INSTRUCCIONES |
Reproduce sin ningún cambio las líneas de más abajo que van desde la que contiene "Each <instance> block" hasta la que contiene "box: [157, 238, 175, 247]", ambas incluidas.

LÍNEAS DADAS |
/---

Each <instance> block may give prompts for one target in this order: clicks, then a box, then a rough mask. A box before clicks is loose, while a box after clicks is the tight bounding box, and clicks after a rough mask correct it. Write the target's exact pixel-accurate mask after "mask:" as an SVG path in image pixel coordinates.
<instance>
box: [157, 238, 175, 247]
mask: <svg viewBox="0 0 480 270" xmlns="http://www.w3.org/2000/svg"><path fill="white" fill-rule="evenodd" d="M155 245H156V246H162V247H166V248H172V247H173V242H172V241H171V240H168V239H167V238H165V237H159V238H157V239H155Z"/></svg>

\---
/---

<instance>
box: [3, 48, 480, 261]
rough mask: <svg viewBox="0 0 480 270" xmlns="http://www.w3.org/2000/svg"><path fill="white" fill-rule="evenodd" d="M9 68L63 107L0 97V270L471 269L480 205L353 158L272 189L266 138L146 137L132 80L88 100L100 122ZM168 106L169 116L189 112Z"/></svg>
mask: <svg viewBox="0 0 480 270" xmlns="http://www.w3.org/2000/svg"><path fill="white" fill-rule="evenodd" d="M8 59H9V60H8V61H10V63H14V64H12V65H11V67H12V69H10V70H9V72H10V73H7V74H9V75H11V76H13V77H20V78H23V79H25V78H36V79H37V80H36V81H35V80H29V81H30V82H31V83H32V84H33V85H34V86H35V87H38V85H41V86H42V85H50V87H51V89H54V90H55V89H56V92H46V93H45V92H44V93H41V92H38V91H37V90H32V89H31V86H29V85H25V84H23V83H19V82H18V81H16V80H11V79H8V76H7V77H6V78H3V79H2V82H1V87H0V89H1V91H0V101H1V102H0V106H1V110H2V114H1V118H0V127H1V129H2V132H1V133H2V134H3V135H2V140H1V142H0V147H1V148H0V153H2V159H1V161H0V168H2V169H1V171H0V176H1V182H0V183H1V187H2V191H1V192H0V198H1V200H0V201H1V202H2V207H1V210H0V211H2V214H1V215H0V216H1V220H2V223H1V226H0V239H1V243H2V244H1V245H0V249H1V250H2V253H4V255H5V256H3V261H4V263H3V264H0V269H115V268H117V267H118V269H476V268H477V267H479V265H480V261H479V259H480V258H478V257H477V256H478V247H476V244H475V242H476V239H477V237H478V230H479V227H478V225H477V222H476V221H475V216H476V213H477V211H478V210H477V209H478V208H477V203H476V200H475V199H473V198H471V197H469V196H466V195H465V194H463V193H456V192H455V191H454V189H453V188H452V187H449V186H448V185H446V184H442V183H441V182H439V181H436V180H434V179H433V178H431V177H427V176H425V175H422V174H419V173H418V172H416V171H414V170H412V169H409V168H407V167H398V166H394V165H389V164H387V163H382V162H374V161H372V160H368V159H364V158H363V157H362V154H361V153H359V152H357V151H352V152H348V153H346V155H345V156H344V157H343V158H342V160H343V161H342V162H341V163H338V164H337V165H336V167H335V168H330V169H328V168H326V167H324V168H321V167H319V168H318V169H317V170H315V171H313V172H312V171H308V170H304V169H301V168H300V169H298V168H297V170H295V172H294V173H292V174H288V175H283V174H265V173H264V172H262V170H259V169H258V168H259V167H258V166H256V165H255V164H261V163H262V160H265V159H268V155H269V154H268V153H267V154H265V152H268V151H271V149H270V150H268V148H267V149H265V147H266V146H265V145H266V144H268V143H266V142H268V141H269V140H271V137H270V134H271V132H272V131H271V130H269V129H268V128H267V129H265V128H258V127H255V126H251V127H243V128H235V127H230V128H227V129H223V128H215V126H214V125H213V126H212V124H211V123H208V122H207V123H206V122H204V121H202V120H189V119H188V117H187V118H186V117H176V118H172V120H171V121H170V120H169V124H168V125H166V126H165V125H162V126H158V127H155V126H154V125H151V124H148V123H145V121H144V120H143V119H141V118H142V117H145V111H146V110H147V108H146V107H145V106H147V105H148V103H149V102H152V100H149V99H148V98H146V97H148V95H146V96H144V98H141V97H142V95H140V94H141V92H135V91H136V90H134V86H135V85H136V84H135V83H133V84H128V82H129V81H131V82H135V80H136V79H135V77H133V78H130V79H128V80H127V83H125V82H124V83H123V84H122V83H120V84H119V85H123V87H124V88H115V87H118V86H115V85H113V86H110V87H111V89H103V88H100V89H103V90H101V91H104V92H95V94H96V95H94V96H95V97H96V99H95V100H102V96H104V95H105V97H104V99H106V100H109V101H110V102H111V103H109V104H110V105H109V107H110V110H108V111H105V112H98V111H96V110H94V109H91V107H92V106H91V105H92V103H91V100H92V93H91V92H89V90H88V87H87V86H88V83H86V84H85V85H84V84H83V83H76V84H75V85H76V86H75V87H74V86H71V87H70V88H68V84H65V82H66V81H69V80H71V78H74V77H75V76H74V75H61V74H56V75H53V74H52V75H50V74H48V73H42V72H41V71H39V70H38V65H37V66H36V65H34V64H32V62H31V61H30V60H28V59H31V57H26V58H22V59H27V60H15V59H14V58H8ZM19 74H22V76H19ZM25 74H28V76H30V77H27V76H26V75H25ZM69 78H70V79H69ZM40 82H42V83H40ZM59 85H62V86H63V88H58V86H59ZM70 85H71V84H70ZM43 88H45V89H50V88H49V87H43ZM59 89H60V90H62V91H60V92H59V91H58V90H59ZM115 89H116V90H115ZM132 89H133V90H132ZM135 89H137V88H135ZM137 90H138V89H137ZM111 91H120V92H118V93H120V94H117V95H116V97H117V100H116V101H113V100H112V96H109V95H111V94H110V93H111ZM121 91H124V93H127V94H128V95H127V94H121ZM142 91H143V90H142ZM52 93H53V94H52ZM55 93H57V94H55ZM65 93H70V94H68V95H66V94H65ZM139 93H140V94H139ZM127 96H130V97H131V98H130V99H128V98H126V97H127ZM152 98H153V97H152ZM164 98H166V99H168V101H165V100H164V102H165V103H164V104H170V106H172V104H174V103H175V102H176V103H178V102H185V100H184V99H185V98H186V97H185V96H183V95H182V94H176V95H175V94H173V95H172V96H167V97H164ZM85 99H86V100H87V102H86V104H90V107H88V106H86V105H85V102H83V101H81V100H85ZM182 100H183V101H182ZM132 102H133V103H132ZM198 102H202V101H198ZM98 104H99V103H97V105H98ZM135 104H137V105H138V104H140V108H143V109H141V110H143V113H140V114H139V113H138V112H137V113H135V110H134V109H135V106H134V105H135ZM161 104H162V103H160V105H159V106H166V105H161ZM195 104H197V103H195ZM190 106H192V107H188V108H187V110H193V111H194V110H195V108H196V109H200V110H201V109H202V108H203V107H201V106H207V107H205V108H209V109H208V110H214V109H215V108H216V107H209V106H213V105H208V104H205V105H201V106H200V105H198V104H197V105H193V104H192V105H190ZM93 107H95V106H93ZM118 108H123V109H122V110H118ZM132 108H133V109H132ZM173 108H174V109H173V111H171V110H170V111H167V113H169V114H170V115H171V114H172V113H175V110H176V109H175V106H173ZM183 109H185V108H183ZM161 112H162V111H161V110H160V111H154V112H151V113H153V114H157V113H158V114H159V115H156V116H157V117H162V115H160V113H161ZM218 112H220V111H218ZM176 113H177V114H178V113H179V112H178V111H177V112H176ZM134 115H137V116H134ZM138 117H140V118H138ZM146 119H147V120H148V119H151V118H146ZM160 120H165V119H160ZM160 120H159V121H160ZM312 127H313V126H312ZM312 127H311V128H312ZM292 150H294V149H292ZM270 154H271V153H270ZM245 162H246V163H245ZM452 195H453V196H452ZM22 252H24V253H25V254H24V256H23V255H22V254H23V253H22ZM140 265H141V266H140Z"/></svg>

\---

RESULTADO |
Each <instance> block may give prompts for one target in this order: clicks, then a box, then a rough mask. A box before clicks is loose, while a box after clicks is the tight bounding box, and clicks after a rough mask correct it. Write the target's exact pixel-accurate mask after "mask:" as an SVG path in image pixel coordinates.
<instance>
box: [157, 238, 175, 247]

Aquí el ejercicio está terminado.